EXTRACTED ENTRIES
____________________

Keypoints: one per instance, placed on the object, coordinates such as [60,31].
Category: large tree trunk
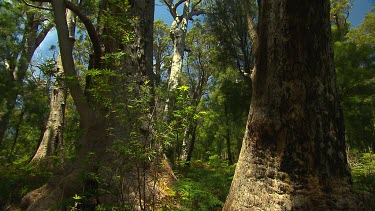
[293,153]
[138,186]
[178,33]
[17,66]
[52,141]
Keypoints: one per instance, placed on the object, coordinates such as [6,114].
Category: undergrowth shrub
[18,178]
[363,171]
[205,185]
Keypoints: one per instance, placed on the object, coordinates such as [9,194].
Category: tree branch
[90,30]
[43,34]
[178,3]
[251,27]
[195,5]
[89,27]
[170,8]
[37,7]
[195,13]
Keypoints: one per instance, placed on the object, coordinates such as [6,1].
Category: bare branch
[36,6]
[195,13]
[43,34]
[90,30]
[251,26]
[170,8]
[195,5]
[178,3]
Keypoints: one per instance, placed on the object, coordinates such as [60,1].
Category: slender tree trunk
[293,153]
[52,141]
[16,72]
[178,33]
[191,144]
[227,135]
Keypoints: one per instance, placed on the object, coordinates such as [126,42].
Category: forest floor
[202,186]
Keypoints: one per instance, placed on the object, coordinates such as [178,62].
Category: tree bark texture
[17,66]
[138,186]
[293,153]
[178,33]
[52,141]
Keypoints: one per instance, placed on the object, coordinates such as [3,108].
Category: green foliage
[205,185]
[18,178]
[363,171]
[354,60]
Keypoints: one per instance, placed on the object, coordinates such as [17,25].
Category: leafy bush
[205,185]
[18,178]
[363,172]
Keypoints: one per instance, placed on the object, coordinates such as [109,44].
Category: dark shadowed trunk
[16,67]
[101,124]
[293,153]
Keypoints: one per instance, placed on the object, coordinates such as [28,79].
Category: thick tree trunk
[138,184]
[293,153]
[16,72]
[52,141]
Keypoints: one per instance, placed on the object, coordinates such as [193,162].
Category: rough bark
[293,153]
[52,141]
[17,66]
[138,185]
[178,33]
[228,135]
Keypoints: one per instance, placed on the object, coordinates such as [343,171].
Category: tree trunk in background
[293,153]
[101,128]
[178,33]
[52,141]
[191,143]
[17,68]
[227,135]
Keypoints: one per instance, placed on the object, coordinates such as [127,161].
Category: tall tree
[111,107]
[293,153]
[18,48]
[52,141]
[178,33]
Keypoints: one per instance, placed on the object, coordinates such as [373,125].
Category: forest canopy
[129,113]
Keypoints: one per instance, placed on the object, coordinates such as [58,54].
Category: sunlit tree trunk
[178,33]
[52,141]
[17,66]
[100,125]
[293,153]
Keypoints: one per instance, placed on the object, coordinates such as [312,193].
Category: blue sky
[357,14]
[359,10]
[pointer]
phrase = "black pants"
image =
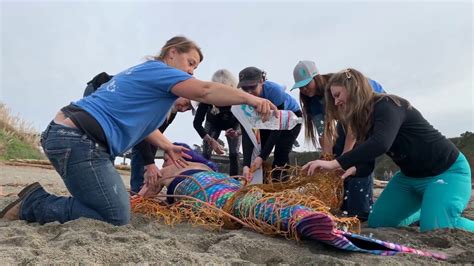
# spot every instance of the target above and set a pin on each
(358, 190)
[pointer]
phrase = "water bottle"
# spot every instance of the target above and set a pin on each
(287, 120)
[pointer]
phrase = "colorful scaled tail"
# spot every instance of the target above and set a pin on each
(319, 226)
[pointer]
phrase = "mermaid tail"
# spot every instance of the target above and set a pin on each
(319, 226)
(291, 220)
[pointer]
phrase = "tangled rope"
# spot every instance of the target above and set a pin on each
(271, 209)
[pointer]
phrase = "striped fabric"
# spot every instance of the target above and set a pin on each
(310, 224)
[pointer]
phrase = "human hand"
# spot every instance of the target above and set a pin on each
(232, 133)
(349, 172)
(151, 175)
(176, 154)
(246, 173)
(263, 107)
(257, 163)
(148, 191)
(320, 164)
(216, 147)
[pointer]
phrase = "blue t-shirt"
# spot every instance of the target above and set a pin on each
(316, 106)
(133, 103)
(276, 94)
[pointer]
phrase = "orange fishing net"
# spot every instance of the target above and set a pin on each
(320, 192)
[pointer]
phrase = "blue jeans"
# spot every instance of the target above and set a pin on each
(137, 171)
(97, 189)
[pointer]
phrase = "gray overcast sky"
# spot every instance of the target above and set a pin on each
(420, 50)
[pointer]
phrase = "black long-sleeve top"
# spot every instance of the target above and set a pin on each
(221, 118)
(401, 131)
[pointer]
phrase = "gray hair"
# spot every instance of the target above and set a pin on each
(224, 76)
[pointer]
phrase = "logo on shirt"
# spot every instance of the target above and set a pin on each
(248, 110)
(111, 86)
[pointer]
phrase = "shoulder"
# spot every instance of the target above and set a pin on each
(273, 85)
(383, 101)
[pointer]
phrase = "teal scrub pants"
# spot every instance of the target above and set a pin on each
(437, 201)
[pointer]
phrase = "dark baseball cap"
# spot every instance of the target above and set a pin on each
(249, 76)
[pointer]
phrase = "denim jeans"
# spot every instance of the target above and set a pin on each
(234, 145)
(97, 189)
(137, 165)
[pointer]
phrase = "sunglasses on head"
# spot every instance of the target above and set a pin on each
(249, 88)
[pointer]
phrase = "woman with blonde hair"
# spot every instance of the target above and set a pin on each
(85, 134)
(219, 118)
(358, 190)
(433, 185)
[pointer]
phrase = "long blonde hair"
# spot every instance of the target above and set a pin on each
(181, 44)
(305, 101)
(357, 114)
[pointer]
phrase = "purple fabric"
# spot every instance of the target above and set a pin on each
(197, 157)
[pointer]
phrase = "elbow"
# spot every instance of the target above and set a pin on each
(382, 147)
(202, 95)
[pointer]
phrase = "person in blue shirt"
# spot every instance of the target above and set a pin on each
(85, 134)
(358, 190)
(142, 161)
(253, 81)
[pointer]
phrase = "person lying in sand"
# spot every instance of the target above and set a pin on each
(263, 210)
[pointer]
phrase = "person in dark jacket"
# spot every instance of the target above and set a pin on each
(358, 190)
(433, 185)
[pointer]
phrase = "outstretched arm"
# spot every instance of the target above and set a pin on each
(221, 95)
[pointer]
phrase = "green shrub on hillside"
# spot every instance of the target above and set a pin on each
(12, 147)
(18, 139)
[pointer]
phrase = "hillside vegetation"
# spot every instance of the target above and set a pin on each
(18, 140)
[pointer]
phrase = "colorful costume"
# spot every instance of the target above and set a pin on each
(277, 213)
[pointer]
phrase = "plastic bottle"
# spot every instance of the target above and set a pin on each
(287, 120)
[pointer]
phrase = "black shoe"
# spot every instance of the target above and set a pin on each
(12, 211)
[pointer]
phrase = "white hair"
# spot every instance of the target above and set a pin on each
(224, 76)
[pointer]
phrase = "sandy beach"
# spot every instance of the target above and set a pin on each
(145, 240)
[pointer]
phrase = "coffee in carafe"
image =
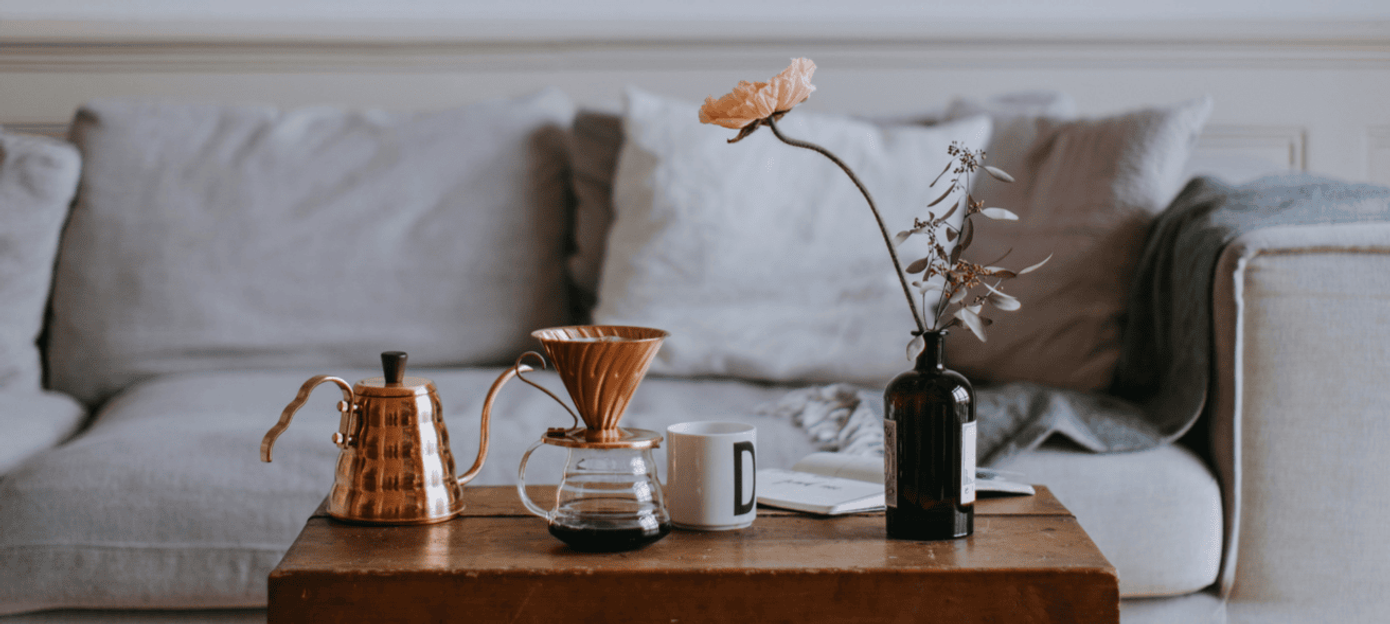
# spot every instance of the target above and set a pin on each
(609, 498)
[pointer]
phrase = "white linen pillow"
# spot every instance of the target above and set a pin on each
(239, 236)
(761, 259)
(38, 179)
(1086, 191)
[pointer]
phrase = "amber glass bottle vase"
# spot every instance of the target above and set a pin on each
(929, 449)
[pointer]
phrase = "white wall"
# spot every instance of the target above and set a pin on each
(731, 10)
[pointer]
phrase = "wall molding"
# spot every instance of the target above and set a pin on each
(43, 46)
(1378, 154)
(1283, 145)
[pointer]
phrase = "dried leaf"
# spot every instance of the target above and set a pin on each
(916, 346)
(998, 174)
(1002, 302)
(990, 264)
(1000, 214)
(943, 173)
(948, 213)
(1036, 266)
(943, 196)
(972, 321)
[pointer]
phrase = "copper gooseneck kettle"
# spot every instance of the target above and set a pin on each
(395, 466)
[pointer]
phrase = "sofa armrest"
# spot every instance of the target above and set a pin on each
(32, 421)
(1301, 387)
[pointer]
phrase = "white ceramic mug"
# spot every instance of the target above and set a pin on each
(710, 475)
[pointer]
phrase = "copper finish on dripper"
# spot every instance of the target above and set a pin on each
(601, 366)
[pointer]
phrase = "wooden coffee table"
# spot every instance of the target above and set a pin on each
(1027, 562)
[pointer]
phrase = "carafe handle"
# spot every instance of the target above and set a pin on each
(345, 427)
(526, 499)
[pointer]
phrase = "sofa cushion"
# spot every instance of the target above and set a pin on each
(164, 503)
(1086, 192)
(35, 421)
(38, 179)
(220, 236)
(1155, 514)
(762, 259)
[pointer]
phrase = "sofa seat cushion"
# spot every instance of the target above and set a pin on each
(164, 503)
(1157, 514)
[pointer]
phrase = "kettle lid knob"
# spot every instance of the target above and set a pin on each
(394, 367)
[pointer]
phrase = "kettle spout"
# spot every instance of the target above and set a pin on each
(487, 416)
(345, 406)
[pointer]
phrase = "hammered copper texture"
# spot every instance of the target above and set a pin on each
(399, 469)
(601, 366)
(395, 464)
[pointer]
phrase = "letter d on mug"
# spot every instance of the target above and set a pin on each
(710, 475)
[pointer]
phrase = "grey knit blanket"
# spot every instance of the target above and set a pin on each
(1162, 377)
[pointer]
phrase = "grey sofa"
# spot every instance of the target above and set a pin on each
(216, 257)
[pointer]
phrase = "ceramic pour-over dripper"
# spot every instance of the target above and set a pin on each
(601, 367)
(609, 498)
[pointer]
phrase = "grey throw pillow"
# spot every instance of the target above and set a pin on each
(1086, 192)
(236, 236)
(38, 179)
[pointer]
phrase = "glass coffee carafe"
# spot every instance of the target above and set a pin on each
(608, 501)
(609, 498)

____________________

WHAT YOU HAVE TO DO
Return each line of the items above that contains the word "tail".

SOLUTION TO THE PROBLEM
phrase = "colorful scaled tail"
phrase = "mermaid tail"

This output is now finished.